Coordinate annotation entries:
━━━━━━━━━━━━━━━━━━━━━━━━━━━━━━
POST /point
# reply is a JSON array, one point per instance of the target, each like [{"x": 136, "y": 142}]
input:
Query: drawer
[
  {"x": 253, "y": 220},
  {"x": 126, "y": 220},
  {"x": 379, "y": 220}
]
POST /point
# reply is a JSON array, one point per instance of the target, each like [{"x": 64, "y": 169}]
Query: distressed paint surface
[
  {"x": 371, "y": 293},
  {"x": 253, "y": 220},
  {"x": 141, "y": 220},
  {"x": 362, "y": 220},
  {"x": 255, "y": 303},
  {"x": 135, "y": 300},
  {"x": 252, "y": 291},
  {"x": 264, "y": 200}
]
━━━━━━━━━━━━━━━━━━━━━━━━━━━━━━
**Direction**
Please reproduce every line of the items above, requests included, shifting each x and y coordinate in the answers by -87. Leave the numbers in the requests and their format samples as they are.

**Written response**
POST /point
# reply is a JSON array, one point per instance of the target, each like [{"x": 136, "y": 142}]
input:
Query: drawer
[
  {"x": 166, "y": 133},
  {"x": 39, "y": 133},
  {"x": 292, "y": 133}
]
POST /point
# reply is a JSON array, one point per instance of the target, each like [{"x": 64, "y": 169}]
Query: distressed paint surface
[
  {"x": 284, "y": 206},
  {"x": 166, "y": 133},
  {"x": 54, "y": 133},
  {"x": 275, "y": 133},
  {"x": 168, "y": 216},
  {"x": 48, "y": 213},
  {"x": 165, "y": 204},
  {"x": 177, "y": 113}
]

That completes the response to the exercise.